Directions >>
1. According to the quarterly earnings remarks, what happened to the efficiency ratio on a core operating basis in the third quarter of 2005?
2. Repeat everything in the quarterly earnings remarks from "We do believe" down to "third quarter 2005.".
3. Pick up the quarterly earnings remarks after their last sentence and carry them forward.

Text >>
<<<<

Credit quality ratio showed a negative trend in the third quarter compared to last quarter, but, again, much of this is related to the loan portfolios that we inherited through our acquisitions.
Many of these loans are in various stages of workout and many have gone delinquent during the pursuit of legal action and other remedies.
However, we have found nothing that we have not previously identified as potential loss exposure and are still confident that we adequately reserved for those loans at the time of the acquisitions.
We continue to pursue an aggressive workout program to address and improve those segments of our portfolio.
The increase in non-interest income, excluding security, was up over 16% from the second quarter of this year, as insurance and investment, commissions, and trust fees showed improvement in the quarter to help along with continued growth in service fees and charges.
Non-interest expense net of the one-time charges related to the acquisitions was relatively flat compared to last quarter.
We are working hard to maintain our focus on expense control and at the same time ensure that we get all of our production up to full speed so we can continue to grow revenue.
We do believe that we have realized the bulk of our projected cost saves from the acquisitions, primarily in the area of personnel reductions.
These have been offset to a certain extend, however, by additional hirings triggered by the continued strong growth and compliance requirements.
On a core operating basis, we did see an improvement in our efficiency ratio compared to last quarter, dropping it from 66.02% down to 63.82% for the third quarter 2005.

>>>>

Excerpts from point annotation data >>
<<<<

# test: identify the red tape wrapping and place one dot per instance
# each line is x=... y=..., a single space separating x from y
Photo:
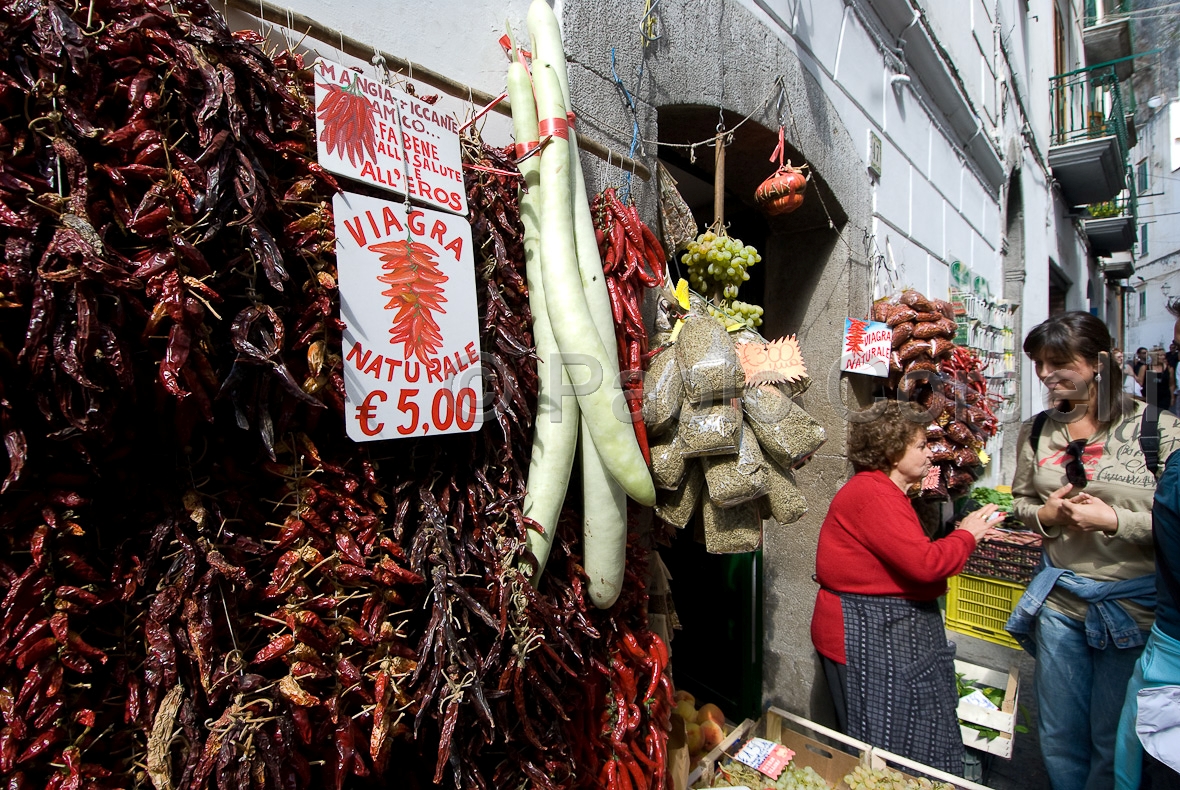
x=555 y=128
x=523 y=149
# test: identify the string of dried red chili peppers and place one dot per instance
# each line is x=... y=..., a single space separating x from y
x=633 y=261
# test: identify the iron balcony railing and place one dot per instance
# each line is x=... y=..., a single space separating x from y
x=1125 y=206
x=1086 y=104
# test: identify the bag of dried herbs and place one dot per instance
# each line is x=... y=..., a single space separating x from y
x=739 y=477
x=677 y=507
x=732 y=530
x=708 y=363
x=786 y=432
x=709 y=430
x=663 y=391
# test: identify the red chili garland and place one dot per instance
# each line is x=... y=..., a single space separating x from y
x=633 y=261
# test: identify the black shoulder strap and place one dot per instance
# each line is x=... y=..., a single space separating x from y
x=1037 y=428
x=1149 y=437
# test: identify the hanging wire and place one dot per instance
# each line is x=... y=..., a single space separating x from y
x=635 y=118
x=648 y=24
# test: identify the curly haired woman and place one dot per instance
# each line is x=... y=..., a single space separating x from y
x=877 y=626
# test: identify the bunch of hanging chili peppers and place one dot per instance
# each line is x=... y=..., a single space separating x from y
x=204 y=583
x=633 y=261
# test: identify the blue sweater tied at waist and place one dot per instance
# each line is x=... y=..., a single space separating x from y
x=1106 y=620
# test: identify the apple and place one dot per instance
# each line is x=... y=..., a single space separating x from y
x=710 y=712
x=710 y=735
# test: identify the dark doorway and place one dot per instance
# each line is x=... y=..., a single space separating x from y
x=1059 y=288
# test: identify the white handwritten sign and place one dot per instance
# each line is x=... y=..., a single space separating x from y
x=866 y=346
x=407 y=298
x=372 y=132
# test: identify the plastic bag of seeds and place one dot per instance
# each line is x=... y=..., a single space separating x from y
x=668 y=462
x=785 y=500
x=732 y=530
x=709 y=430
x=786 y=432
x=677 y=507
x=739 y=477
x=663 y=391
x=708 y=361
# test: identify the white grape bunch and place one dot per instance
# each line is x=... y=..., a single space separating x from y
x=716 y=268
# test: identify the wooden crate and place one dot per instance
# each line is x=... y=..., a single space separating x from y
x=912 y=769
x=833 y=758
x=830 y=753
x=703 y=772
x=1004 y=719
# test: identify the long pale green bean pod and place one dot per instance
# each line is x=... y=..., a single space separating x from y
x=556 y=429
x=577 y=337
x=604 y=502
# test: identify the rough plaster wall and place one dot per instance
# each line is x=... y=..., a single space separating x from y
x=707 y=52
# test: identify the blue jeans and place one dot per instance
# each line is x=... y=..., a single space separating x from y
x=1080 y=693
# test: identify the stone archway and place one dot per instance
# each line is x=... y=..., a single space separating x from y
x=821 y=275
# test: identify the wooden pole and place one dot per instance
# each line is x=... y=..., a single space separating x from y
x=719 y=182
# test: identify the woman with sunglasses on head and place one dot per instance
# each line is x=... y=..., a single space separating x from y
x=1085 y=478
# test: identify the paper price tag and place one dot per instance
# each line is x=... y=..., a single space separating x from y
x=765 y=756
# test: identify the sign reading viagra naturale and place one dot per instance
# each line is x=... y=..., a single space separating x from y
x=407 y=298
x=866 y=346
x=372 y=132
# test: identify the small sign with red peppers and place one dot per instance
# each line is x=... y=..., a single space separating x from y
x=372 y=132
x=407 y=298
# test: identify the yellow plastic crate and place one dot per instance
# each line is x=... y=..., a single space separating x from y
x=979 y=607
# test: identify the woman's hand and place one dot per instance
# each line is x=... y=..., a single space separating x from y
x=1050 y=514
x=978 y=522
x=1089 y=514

>>>>

Responses by task >>
1. It dropped from 66.02% to 63.82%.

2.
We do believe that we have realized the bulk of our projected cost saves from the acquisitions, primarily in the area of personnel reductions.
These have been offset to a certain extend, however, by additional hirings triggered by the continued strong growth and compliance requirements.
On a core operating basis, we did see an improvement in our efficiency ratio compared to last quarter, dropping it from 66.02% down to 63.82% for the third quarter 2005.

3.
I will now ask Jack Wahl to give you the financial details for the quarter and the year-to-date before I wrap up with an overview for the balance of 2005 and on into 2006.
Jack.
Jack Wahl - CFO, EVP
Thanks, Bill, and good morning, everyone.
As we noted, our earnings for just completed quarter were 3.6 million or $0.50 per share compared to 1.7 million or $0.26 per share for the 2004 third quarter.
Excluding a small amount of acquisition-related charges in 2005 and the settlement of a contingent liability in the third quarter of 2004 related to our 2002 sale of the Leader Mortgage Company.
Our core earnings totaled 3.7 million or $0.51 per share for the 2005 third quarter.
Compared with 2.9 million or $0.46 per share of core earnings we reported in the third quarter last year.
On a per share basis this represents an 11% improvement.
Much of that increase again this quarter was in net-interest income, which increased from 8.7 million in last year's third quarter to 12.2 million this year.
This growth is a result of both the $280 million increase in the balance of interest-earning assets in a 27 basis-point improvement in the net-interest margin between the third quarter of last year and the third quarter of this year.
For 3.58% to 3.85%.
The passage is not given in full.